SOURCE RECORDS
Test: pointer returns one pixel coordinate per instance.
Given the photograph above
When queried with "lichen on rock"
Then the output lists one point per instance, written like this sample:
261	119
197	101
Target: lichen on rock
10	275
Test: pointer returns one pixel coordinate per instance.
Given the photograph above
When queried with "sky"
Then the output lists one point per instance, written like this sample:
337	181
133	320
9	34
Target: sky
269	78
---
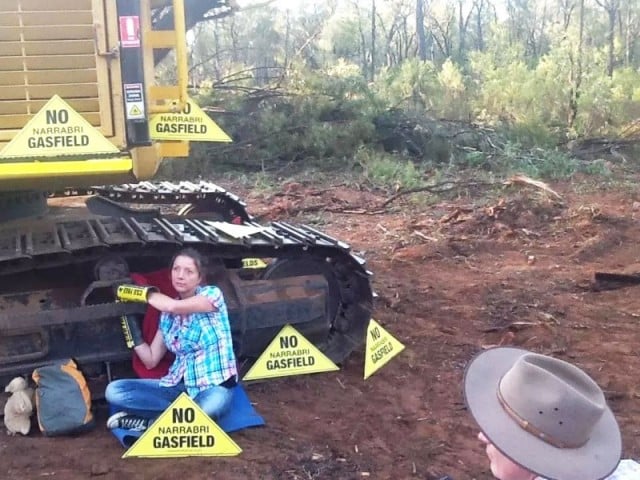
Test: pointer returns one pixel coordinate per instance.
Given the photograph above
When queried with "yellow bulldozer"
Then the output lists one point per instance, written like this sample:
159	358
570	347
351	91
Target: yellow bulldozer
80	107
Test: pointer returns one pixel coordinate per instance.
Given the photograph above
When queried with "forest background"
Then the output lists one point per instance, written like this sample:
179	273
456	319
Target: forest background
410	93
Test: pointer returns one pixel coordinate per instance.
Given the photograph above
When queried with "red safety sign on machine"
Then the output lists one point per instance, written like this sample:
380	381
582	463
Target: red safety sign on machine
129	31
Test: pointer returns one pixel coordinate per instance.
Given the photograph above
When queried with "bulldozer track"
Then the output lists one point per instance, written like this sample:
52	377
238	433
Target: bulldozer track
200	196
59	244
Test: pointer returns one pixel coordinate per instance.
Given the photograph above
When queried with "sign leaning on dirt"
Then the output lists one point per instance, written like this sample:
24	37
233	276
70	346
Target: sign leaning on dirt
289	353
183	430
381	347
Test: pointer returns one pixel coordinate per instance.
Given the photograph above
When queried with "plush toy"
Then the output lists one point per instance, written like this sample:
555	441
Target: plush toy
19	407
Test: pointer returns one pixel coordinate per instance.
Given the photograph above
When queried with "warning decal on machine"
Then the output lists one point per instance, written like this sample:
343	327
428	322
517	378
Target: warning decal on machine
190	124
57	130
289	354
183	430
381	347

REQUIREMENT
Check each line of the listing above for the word "queried". Then state how many lines have it, and nothing further.

TASK SOLUTION
9